Document segment.

▬▬▬▬▬▬▬▬▬▬

Spaich et al. (2017) reported the acute and late complications of IORT following NACT in patients with LABC. By reporting no severe toxicity, they concluded that IORT during BCS after NACT is a safe procedure that may enhance the treatment strategies in this group of patients. In this retrospective study, 13 patients received IORT with low-energy X-rays (50 kV). After a median follow-up of 37 months, local recurrence occurred in one patient who had several risk factors for recurrence, including young age, advanced tumor size with poor response to chemotherapy (ypT2), high-grade biology (G3), and lymphovascular invasion [36]. In a prospective cohort by Manikhas et al. (2018), 51 patients with cT2N0M0 breast cancer who received NACT (62.7%) or exemestane (37.3%) followed by BCS with IORT (using the INTRABEAM system) and WBI were evaluated for clinical outcomes. Following a median follow-up of 24 months, the authors found no local recurrence and considered IORT as an effective modality in local control. The authors reported nonsignificant results for delayed toxicity of IORT and WBI [37]. In a retrospective study, Cotrina et al. (2019) reported their experience on IORT (using INTRABEAM) in patients with LABC who have received NACT. After a minimum 6-month follow-up, the rate of local recurrence was 7.1% [38].

To compare the efficacy of IORT (50 kV X-ray) and EBRT as a boost dose in patients with breast cancer, Moini et al. (2020) conducted a retrospective analysis. In this study, 576 patients with stage 1–3 breast cancer were enrolled. With a median follow-up of 54 months, the investigators found nonsignificant superiority for the IORT group in terms of local control (1.2 vs 2.5%, p = 0.36) and concluded that IORT may provide better local control. Although 15% of the IORT group and 13% of the EBRT group received neoadjuvant chemotherapy, a subanalysis was not separately provided [39]. In a single-arm phase II clinical trial, Homaei Shandiz et al. (2020) evaluated the clinical efficacy and toxicities of IORT in patients with LABC who have received NAC. In this study, 20 Gy IORT was delivered during BCS using the INTRABEAM system. By reporting a local recurrence of 4% and grade 3–4 toxicity of 12.5%, the authors concluded that IORT following NAC is an effective and safe procedure [40]. Table 35 summarize the patients’ demographics, treatment details, and clinical outcomes of the abovementioned studies.

▬▬▬▬▬▬▬▬▬▬

Recorded information.
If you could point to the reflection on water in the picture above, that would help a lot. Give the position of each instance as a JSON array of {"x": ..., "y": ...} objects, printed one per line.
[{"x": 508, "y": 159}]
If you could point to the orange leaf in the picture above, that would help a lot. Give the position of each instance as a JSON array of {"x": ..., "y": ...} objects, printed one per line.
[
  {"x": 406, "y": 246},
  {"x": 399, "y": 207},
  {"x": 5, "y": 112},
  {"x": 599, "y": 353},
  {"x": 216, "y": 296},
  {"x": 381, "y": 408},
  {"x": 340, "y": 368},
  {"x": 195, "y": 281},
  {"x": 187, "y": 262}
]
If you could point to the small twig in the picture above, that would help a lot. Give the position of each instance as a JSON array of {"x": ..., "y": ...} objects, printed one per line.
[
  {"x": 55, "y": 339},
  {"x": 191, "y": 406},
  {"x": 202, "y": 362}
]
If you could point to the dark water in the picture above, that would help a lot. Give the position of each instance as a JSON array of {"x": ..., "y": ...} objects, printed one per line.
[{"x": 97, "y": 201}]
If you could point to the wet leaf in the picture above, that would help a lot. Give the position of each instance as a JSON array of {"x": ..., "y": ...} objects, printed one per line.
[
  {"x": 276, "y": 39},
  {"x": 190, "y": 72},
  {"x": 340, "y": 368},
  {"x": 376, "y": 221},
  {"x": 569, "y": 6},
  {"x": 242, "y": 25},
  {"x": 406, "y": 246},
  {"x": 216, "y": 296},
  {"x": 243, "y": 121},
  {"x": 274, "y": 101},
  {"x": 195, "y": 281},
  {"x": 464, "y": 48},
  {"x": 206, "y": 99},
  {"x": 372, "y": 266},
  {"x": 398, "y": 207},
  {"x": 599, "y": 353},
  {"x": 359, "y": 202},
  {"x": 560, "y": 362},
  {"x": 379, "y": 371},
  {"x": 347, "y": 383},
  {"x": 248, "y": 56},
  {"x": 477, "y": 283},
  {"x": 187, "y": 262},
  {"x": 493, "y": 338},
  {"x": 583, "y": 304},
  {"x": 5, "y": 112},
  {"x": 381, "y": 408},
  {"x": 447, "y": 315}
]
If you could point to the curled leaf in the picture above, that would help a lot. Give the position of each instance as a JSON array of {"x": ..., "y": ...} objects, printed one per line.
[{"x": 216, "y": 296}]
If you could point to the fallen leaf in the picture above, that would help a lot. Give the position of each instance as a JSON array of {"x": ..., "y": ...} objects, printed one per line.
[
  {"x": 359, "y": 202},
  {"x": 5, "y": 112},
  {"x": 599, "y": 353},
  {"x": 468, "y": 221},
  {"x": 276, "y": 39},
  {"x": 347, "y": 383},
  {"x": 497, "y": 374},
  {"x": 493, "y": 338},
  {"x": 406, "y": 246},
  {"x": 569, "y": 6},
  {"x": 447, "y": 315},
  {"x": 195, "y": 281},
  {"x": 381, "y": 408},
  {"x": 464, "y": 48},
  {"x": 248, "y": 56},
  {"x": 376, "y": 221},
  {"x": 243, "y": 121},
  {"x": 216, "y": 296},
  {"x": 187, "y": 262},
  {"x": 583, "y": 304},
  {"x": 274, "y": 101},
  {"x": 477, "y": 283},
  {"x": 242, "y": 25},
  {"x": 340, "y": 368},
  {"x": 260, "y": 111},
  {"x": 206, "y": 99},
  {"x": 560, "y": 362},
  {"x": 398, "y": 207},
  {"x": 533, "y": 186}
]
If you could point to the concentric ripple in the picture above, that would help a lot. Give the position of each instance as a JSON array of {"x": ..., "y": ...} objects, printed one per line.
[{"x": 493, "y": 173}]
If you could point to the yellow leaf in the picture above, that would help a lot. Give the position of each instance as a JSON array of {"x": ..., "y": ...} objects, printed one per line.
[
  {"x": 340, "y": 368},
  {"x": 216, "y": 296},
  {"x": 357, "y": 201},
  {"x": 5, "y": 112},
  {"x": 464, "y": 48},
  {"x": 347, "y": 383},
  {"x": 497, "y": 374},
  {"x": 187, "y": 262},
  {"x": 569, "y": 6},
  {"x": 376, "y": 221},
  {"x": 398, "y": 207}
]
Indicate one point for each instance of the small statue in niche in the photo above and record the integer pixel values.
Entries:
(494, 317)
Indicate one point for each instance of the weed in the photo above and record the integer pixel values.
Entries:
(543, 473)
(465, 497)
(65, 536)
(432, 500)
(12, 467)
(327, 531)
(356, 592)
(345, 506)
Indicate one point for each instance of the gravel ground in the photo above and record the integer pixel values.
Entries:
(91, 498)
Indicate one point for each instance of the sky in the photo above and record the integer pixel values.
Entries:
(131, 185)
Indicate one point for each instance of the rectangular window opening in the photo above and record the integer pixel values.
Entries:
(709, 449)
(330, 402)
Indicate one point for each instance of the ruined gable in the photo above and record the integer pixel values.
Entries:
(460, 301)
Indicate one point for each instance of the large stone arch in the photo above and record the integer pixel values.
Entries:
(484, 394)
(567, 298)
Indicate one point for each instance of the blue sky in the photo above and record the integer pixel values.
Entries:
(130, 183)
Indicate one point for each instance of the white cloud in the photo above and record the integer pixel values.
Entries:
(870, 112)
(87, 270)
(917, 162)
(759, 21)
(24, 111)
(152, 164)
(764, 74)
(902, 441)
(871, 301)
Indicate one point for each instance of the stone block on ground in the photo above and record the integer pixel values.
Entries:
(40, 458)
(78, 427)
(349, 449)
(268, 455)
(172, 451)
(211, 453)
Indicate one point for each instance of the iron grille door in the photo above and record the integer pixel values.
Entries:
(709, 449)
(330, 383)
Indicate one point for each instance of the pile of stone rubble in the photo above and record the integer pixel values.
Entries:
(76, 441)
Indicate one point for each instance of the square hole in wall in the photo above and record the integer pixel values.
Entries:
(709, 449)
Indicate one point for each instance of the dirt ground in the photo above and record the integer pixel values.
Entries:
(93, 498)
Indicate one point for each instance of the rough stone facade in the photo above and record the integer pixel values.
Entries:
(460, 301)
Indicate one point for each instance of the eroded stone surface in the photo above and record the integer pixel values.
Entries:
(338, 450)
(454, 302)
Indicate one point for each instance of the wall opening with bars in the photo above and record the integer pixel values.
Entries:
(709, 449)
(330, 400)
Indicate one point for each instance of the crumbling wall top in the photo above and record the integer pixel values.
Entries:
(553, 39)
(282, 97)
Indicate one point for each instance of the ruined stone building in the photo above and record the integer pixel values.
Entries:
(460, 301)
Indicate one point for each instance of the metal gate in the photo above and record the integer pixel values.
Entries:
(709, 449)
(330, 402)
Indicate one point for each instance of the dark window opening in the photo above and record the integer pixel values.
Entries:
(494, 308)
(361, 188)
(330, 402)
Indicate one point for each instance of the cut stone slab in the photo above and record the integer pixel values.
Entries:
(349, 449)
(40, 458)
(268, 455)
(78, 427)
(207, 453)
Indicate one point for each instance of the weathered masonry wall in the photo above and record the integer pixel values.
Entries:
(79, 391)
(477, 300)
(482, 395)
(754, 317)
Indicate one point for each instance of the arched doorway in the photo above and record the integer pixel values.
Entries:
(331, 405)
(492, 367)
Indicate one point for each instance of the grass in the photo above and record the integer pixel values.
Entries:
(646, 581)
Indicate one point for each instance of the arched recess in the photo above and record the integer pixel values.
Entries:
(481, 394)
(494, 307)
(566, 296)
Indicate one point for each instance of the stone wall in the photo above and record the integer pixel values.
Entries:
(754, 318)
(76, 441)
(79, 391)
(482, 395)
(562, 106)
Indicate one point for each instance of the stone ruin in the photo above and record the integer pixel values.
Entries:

▬▬▬▬▬▬▬▬▬▬

Required work.
Extend the review passage on intraoperative radiotherapy after neoadjuvant chemotherapy in breast cancer, picking up after its final sentence.

Expected answer.
Table 3 Demographic data of patients enrolled in the studies on IORT after neoadjuvant chemotherapy in patients with locally advanced breast cancer
Table 4 Treatment details of studies on IORT after neoadjuvant chemotherapy in patients with locally advanced breast cancer
Table 5 Outcome of IORT after neoadjuvant chemotherapy in patients with locally advanced breast cancer

Conclusions

In this review, we presented a basis for the use of IORT after NACT in patients with LABC and discussed the current evidence regarding its clinical outcome. Highly accurate dose prescription, evasion of the proliferative cytokine cascade, and elimination of the effects of geometric and temporal miss all lead to this conclusion that boost IORT may be superior to EBIB. In this context, most of the data have reported comparable results with an external boost in terms of local control. A retrospective study addressed the survival benefit of IORT as a boost. Until well-designed randomized trials become available, these findings must be interpreted with caution.